Print each of the following records back verbatim, line for line, with no changes.

* * * *

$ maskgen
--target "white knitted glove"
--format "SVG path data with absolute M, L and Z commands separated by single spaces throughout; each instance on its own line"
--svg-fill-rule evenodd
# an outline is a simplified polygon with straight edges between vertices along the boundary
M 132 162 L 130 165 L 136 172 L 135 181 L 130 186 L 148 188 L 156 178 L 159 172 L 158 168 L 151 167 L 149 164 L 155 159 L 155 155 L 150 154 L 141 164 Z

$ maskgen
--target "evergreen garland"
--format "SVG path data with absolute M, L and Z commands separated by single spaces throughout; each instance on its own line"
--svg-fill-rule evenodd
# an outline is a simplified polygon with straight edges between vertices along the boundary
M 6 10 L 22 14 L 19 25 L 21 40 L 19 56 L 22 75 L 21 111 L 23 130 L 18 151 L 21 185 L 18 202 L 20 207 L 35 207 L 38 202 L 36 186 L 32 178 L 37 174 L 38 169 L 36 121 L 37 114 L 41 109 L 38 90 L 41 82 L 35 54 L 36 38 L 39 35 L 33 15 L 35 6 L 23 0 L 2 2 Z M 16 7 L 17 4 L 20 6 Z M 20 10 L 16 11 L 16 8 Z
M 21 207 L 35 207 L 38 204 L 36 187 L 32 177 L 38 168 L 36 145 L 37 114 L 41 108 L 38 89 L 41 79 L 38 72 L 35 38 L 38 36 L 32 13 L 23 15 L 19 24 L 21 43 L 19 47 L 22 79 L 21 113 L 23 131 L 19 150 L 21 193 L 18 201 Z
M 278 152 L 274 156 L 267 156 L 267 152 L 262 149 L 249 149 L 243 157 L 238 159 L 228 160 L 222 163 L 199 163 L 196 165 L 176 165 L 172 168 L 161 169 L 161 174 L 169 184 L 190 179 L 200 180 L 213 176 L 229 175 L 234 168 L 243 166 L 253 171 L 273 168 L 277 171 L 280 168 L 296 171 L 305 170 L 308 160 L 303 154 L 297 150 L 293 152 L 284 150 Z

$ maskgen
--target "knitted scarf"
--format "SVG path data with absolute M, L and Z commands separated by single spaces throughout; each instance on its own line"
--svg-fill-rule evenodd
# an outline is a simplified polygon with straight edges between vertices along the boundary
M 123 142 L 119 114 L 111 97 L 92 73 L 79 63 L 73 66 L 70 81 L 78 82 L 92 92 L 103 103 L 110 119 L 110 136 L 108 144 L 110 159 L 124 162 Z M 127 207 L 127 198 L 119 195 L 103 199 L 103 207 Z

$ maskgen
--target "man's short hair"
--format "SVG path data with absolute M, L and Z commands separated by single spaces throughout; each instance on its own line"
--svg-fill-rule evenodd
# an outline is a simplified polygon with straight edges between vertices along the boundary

* * * *

Task output
$ maskgen
--target "white knitted glove"
--format "SVG path data with absolute M, L and Z commands separated by single spaces throughout; each instance on its own line"
--svg-fill-rule evenodd
# an outline is a simplified polygon with straight edges between vertices along the boundary
M 132 162 L 130 165 L 136 172 L 135 181 L 130 186 L 148 188 L 156 178 L 159 172 L 158 168 L 151 167 L 149 164 L 155 159 L 155 155 L 150 154 L 141 164 Z

$ maskgen
--target "evergreen garland"
--format "SVG path data with absolute M, L and Z commands separated by single spaces throughout; each instance on its own line"
--svg-fill-rule evenodd
# an outline is a simplified polygon with straight edges between vertices along the boundary
M 6 10 L 22 14 L 19 25 L 21 40 L 19 56 L 22 75 L 21 111 L 23 130 L 18 151 L 21 185 L 18 202 L 20 207 L 35 207 L 38 202 L 36 186 L 32 178 L 37 174 L 38 169 L 36 121 L 37 114 L 41 109 L 38 90 L 41 82 L 35 54 L 36 38 L 39 35 L 33 15 L 35 6 L 23 0 L 2 2 Z M 16 7 L 17 4 L 20 6 Z M 20 10 L 16 11 L 16 8 Z
M 21 207 L 35 207 L 38 204 L 36 187 L 32 177 L 38 168 L 36 145 L 37 114 L 41 108 L 38 89 L 41 79 L 38 72 L 35 38 L 38 36 L 32 13 L 23 15 L 19 24 L 21 43 L 19 47 L 22 79 L 21 113 L 23 131 L 19 150 L 21 193 L 18 201 Z
M 278 152 L 274 156 L 267 156 L 267 152 L 262 149 L 249 149 L 243 157 L 238 159 L 228 160 L 222 163 L 199 163 L 196 165 L 176 165 L 172 168 L 161 169 L 161 174 L 169 184 L 190 179 L 200 180 L 213 176 L 229 175 L 234 168 L 243 166 L 253 171 L 273 168 L 277 171 L 280 168 L 296 171 L 305 170 L 308 160 L 303 154 L 297 150 L 293 152 L 284 150 Z

$ maskgen
--target "knitted scarf"
--format "SVG path data with absolute M, L and Z commands separated by single spaces throughout; each instance on its own line"
--svg-fill-rule evenodd
# an outline is a simplified polygon with straight edges between vertices along the boundary
M 123 142 L 119 114 L 111 97 L 92 73 L 79 63 L 73 66 L 70 81 L 78 82 L 92 92 L 103 103 L 110 119 L 110 136 L 108 144 L 110 159 L 124 162 Z M 127 207 L 127 198 L 119 195 L 103 199 L 103 207 Z

$ maskgen
--target "man's short hair"
--format "SVG path data with absolute M, L and Z commands separated by single spaces throughout; each instance on its own line"
--svg-fill-rule evenodd
# an outline is a simplified polygon with straight edges between vertices along the boundary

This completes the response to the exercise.